Portion of a data file
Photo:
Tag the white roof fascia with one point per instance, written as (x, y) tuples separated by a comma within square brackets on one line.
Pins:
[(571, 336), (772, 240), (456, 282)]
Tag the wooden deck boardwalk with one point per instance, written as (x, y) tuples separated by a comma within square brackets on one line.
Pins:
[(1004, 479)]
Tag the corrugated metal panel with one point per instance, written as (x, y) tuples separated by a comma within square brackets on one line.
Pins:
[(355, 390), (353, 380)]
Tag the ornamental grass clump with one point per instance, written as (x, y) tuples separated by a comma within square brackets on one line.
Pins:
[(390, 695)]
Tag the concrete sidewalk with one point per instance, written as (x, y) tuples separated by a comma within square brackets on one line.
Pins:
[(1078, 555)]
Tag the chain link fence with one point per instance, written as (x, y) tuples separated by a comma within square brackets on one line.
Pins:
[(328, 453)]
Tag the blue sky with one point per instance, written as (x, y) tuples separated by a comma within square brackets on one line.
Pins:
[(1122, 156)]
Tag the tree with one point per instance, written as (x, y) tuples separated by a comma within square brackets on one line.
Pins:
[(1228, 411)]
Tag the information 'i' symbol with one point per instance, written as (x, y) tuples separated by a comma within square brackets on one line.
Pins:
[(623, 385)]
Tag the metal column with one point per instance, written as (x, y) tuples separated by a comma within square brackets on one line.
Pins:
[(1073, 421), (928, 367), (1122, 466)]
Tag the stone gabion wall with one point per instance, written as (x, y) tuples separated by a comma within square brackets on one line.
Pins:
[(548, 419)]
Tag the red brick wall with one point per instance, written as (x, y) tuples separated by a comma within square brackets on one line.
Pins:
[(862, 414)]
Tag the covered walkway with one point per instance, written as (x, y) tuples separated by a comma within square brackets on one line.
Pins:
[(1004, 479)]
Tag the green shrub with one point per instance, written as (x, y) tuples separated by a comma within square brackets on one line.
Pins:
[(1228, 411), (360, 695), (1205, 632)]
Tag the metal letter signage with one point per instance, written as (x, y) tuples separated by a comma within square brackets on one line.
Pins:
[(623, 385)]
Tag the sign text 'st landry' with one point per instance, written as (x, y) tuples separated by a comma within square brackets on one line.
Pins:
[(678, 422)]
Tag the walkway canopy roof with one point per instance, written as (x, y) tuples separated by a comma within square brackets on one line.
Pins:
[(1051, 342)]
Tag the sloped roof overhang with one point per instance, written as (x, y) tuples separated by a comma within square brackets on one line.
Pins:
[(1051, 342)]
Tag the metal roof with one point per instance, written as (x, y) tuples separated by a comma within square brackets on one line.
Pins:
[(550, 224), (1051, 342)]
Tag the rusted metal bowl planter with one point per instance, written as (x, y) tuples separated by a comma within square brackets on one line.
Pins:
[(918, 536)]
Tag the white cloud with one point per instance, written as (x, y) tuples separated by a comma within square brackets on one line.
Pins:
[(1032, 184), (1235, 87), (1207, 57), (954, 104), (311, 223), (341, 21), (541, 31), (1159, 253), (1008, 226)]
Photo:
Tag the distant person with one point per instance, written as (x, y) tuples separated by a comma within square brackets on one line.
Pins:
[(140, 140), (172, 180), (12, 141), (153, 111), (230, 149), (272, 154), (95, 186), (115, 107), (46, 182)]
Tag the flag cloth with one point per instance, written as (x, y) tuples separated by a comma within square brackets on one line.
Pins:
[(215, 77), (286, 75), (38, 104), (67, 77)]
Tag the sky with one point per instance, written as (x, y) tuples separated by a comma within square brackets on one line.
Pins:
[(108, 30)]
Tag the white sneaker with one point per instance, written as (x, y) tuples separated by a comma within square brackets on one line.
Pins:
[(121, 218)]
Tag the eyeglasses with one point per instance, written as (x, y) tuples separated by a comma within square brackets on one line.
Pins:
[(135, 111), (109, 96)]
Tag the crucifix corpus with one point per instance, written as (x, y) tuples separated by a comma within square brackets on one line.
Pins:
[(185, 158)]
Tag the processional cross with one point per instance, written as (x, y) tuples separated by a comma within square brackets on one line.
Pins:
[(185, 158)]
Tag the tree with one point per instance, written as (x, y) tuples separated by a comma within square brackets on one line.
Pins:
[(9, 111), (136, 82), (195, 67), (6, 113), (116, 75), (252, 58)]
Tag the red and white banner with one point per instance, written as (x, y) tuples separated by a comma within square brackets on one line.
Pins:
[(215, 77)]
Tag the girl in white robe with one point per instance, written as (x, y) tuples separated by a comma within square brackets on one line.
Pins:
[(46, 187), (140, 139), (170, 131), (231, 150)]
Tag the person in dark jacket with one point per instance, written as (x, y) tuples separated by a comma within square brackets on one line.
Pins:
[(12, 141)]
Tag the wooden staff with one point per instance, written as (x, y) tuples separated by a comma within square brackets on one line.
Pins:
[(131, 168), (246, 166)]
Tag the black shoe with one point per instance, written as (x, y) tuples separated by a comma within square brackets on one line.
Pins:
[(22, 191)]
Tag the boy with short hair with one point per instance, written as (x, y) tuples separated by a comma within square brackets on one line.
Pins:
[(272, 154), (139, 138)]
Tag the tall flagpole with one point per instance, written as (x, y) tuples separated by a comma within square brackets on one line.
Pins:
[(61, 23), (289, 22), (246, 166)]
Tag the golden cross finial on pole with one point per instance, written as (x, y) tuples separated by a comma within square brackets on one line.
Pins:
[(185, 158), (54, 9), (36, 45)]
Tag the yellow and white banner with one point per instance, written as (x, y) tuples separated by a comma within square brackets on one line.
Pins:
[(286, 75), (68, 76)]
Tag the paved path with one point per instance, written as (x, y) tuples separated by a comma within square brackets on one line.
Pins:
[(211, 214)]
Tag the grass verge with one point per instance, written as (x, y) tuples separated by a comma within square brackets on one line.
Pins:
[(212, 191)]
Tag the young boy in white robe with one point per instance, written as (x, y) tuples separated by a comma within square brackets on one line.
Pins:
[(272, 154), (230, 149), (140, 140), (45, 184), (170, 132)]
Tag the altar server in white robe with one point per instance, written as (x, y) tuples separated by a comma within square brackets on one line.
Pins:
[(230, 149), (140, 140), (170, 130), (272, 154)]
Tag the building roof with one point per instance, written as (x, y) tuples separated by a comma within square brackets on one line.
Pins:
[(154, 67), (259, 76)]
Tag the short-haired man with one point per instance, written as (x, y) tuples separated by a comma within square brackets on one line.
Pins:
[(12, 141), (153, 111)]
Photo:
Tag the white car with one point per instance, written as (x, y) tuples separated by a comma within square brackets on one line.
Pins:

## Problem
Copy out all of the entries above word for word, leaving nothing out and changing nothing.

## Response to this task
Photo:
Tag the white roof fascia with one point per instance, written as (x, y) tuples separated by a comma within square brackets on one line.
Pins:
[(571, 336), (772, 240), (456, 282)]
Tag the wooden deck boardwalk with one point per instance, written as (x, y) tuples separated by a comma within square brackets on one line.
Pins:
[(1004, 479)]
Tag the corrugated metal panel with one point per instance, written as (x, y) tuples separated by a comma within square brackets on one line.
Pins:
[(355, 390), (353, 380)]
Tag the ornamental grass clump with one point per instance, written as (x, y) tuples separated by a comma within square brackets on one line.
Pins:
[(390, 695)]
Tag the concrete sidewalk with one point per instance, written as (x, y) tuples separated by a comma within square brackets on one line.
Pins:
[(1078, 555)]
Tag the chain link fence with one point per instance, written as (x, y) tuples separated by a comma within square brackets on one line.
Pins:
[(328, 453)]
Tag the blue sky with one point per instance, written as (x, y) tuples separated by a comma within square brackets on one line.
Pins:
[(1122, 156)]
Tag the tree with one point per instance, written as (x, y) tuples separated by a comma within square brackets on one line.
Pins:
[(1228, 411)]
Tag the information 'i' symbol with one point per instance, written as (x, y) tuples separated by a comma within square brackets on one line.
Pins:
[(623, 385)]
Tag the metal column with one point per instance, written as (x, y) tuples separated by a comma within square brackets on one line.
Pins:
[(1073, 421), (928, 367), (1122, 466)]
Tag the stone gabion wall with one point per instance, written as (x, y) tuples separated by a comma within square brackets on one line.
Pins:
[(548, 419)]
Tag the red brick wall with one point per instance, written as (x, y) tuples separated by a comma within square brackets on one line.
Pins:
[(862, 414)]
Tag the covered walkway with one point per instance, written as (x, y) tuples separated by a comma within square brackets on one line.
Pins:
[(1004, 479)]
Tag the green shrub with one point per instance, written as (x, y) tuples separated by a comma within square brackets on one line.
Pins:
[(1228, 411), (360, 695), (1205, 632)]
Tag the metal letter signage with one point per instance, written as (x, y) tuples separated by a comma within square brackets on one line.
Pins:
[(623, 385)]
Tag the sign text 'st landry' with one point per instance, written as (x, y) tuples separated by a comma within square brackets on one line.
Pins:
[(678, 422)]
Tag the walkway canopy roof with one point per instance, written as (x, y) tuples separated by a comma within square brackets on one line.
Pins:
[(1051, 342)]
Tag the sloped roof overhang with one point per instance, written as (x, y) tuples separated by a comma within square brackets on one line.
Pins:
[(1051, 342)]
Tag the metal roof with one point per instance, written as (x, y) tuples separated by a comma within square brackets on one line.
Pins:
[(550, 224), (1051, 342)]
Tag the rusted metal bowl planter with one point per instance, written as (x, y) tuples separated by a comma within square brackets on one line.
Pins:
[(918, 536)]
Tag the white cloud with one point per instance, written as (x, y) tuples separated by a comma within square brackets on one line.
Pins:
[(1032, 184), (1235, 87), (1207, 57), (954, 104), (311, 223), (341, 21), (541, 31), (1159, 253), (1008, 226)]
Photo:
Tag the distant person with one point per instance, written as (x, y) tuples separated by a comma within square brackets on one line.
Pins:
[(140, 140), (172, 180), (12, 141), (153, 111), (230, 149), (272, 154), (95, 186), (115, 107), (46, 182)]
Tag the flag cloth with one point per instance, written as (x, y) tuples separated by a comma within square brackets on one line.
Pins:
[(215, 77), (286, 75), (38, 104), (67, 77)]
Tag the sky with one point per instance, written as (x, y) tuples separated by a comma within square brackets on one line.
Pins:
[(108, 30)]
Tag the white sneaker with one point per instance, written as (x, y) tuples separated by a comma within square brackets on one line.
Pins:
[(121, 218)]
Tag the eyeglasses with one point per instance, written as (x, y) tuples separated by a comma within square brackets on one line.
Pins:
[(135, 111), (109, 96)]
Tag the crucifix corpus with one point per instance, written as (x, y) tuples separated by a comma within square brackets on one line.
Pins:
[(185, 158)]
Tag the processional cross with one point per instance, written as (x, y) tuples separated by a comma within square brackets on one line.
Pins:
[(185, 158)]
Tag the tree with one point per instance, written as (x, y) tuples separated by a comma within square brackets on one line.
Pins:
[(9, 111), (136, 82), (195, 67), (6, 113), (116, 75), (252, 58)]
Tag the red and white banner with one point per instance, written as (x, y) tuples separated by a comma within square brackets on one line.
Pins:
[(215, 77)]
Tag the girl in white robe with one point per instance, written as (x, y) tuples separated by a comma within square brackets on one line.
Pins:
[(46, 187), (140, 139), (170, 131), (231, 150)]
Tag the person in dark jacket with one point per instance, written as (x, y) tuples separated by a comma within square brackets on one line.
Pins:
[(12, 141)]
Tag the wooden staff with one point per instance, written as (x, y) tuples separated by a comma within square brackets on one line.
Pins:
[(131, 168), (246, 166)]
Tag the black shoe with one point per instance, written as (x, y) tuples separated by a comma within square brackets on one line.
Pins:
[(22, 191)]
Tag the boy with short hair with one point per instance, written as (x, y) tuples separated by a comma within square brackets on one line.
Pins:
[(272, 154), (139, 138)]
Tag the tall flagpole with one point per instance, written as (x, y) tuples separated by a comma within square brackets on one line.
Pins:
[(61, 23), (289, 22), (246, 166)]
Tag the golden cross finial on pole with one point per instance, written as (x, y) tuples separated by a comma within square brackets on one line.
Pins:
[(185, 158), (54, 9), (36, 45)]
Tag the yellow and white banner with one point per instance, written as (x, y) tuples separated by a comma within square brackets on one line.
Pins:
[(286, 75), (68, 76)]
Tag the paved path with one point per instance, written as (x, y) tuples separated by a comma within square brackets on one line.
Pins:
[(211, 214)]
Tag the grass verge with one point per instance, written as (x, y) tuples separated by a comma within square brackets on one line.
Pins:
[(212, 191)]
Tag the young boy in white robe with one point per instance, written as (x, y) tuples separated by a comma within square brackets on one line.
Pins:
[(272, 154), (230, 149), (140, 140), (45, 184), (170, 132)]
Tag the altar server in white robe with one point per instance, written as (x, y) tuples separated by a comma within square brackets on one line.
Pins:
[(230, 149), (140, 140), (170, 130), (272, 154)]
Tag the building roof with one point per instance, written as (x, y) tuples separated by a comma within square brackets on one line.
Pins:
[(154, 67), (259, 76)]
Tag the short-haired man with one point per instance, written as (x, y) tuples separated by a comma within square brackets on one line.
Pins:
[(12, 141), (153, 111)]
Photo:
Tag the white car with one point per instance, written as (x, y) tuples separated by a comma within square brackets on one line.
Pins:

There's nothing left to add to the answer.